# Objectif de l'exercice:
Recopiez mot pour mot le passage de l'article sur la désinformation et les élections situé entre « La bataille contre » et « ici et ici). », ces deux passages compris.

# Texte:
* * *
Matthias Kettemann, professeur et directeur du Département de théorie légale et de l'avenir de la loi à l'université d'Innsbruck, ajoute : "En raison de la campagne de désinformation identifiée par le Tribunal constitutionnel de Roumanie, notamment l'utilisation de faux comptes pour coordonner une campagne et les publicités politiques sur TikTok qui n'étaient pas clairement étiquetées, il est probable que le DSA [la législation européenne sur les services numériques, NDLR] ait été violé" (lien archivé ici).

En janvier 2025, la Cour européenne des droits de l'Homme a rejeté la requête de Calin Georgescu contre l'annulation de ces élections (lien archivé ici).

La bataille contre la désinformation : un défi pour les institutions européennes

Ce n'est pas la première fois que le rôle de l'UE dans des élections nationales est mis en cause.

Des déclarations de l'ancien commissaire européen Thierry Breton, faites le 9 janvier dernier lors d'une interview sur la radio RMC, avaient ainsi fait l'objet de nombreux commentaires et interprétations. 

Avant des élections en Allemagne, il évoquait le risque que pourrait représenter pour l'Europe Elon Musk, le milliardaire propriétaire de X et proche du président américain, s'il tentait d'influencer les campagnes électorales et les débats politiques au sein des pays européens (liens archivés ici et ici).

Dans cette interview, Thierry Breton a défendu la législation européenne sur les services numériques (DSA), appelant à garder son "sang-froid" face aux potentielles interférences : "Attendons ce qui va se passer (...) et faisons appliquer nos lois en Europe lorsque celles-ci risquent d'être circonvenues et qu'elles peuvent, si on ne les applique pas, conduire effectivement  à des interférences : on l'a fait en Roumanie, il faudra évidemment le faire, si nécessaire, en Allemagne" (lien archivé  ici).
* * *
# Informations:
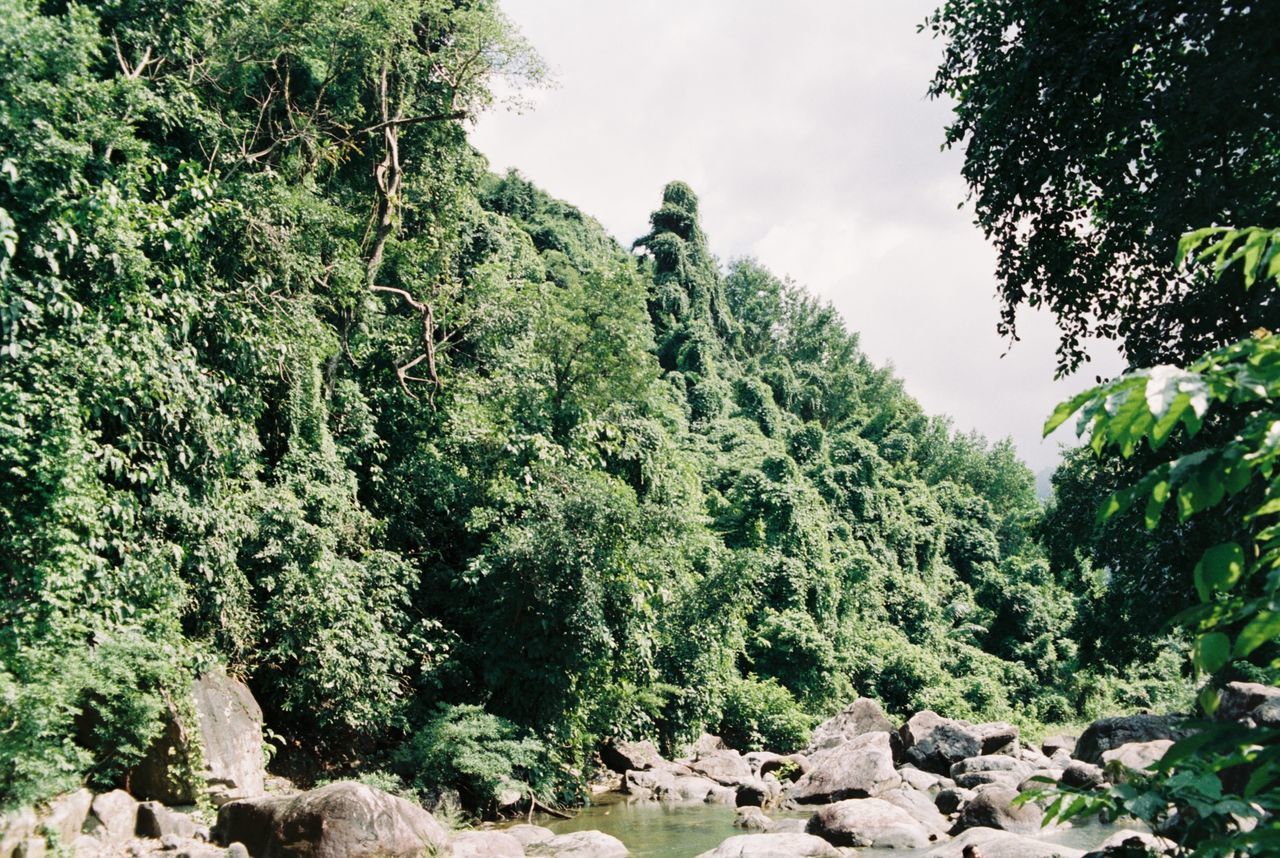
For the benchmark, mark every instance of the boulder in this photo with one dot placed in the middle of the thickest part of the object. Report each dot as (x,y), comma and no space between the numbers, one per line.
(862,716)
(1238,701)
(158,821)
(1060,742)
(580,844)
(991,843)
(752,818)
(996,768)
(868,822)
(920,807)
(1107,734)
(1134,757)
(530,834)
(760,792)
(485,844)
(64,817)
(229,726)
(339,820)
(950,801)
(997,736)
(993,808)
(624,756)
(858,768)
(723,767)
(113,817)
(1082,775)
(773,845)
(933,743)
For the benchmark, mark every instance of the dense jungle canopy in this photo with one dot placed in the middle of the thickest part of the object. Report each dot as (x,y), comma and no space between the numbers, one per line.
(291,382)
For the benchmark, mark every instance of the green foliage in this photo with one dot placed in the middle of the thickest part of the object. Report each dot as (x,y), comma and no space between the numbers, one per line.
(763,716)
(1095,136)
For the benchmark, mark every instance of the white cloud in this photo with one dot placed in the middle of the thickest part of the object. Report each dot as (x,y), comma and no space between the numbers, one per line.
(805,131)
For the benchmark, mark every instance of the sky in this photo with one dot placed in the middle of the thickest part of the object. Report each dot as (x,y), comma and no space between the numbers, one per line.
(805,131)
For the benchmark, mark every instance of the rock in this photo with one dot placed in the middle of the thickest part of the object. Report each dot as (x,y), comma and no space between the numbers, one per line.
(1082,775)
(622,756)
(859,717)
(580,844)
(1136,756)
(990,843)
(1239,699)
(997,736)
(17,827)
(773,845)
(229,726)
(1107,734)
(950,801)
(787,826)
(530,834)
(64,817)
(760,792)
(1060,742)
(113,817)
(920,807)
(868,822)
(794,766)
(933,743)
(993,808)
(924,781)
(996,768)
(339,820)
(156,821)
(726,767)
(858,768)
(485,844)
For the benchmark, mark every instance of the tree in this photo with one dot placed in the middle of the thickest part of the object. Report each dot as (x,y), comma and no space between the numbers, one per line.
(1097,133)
* * *
# Réponse:
La bataille contre la désinformation : un défi pour les institutions européennes

Ce n'est pas la première fois que le rôle de l'UE dans des élections nationales est mis en cause.

Des déclarations de l'ancien commissaire européen Thierry Breton, faites le 9 janvier dernier lors d'une interview sur la radio RMC, avaient ainsi fait l'objet de nombreux commentaires et interprétations. 

Avant des élections en Allemagne, il évoquait le risque que pourrait représenter pour l'Europe Elon Musk, le milliardaire propriétaire de X et proche du président américain, s'il tentait d'influencer les campagnes électorales et les débats politiques au sein des pays européens (liens archivés ici et ici).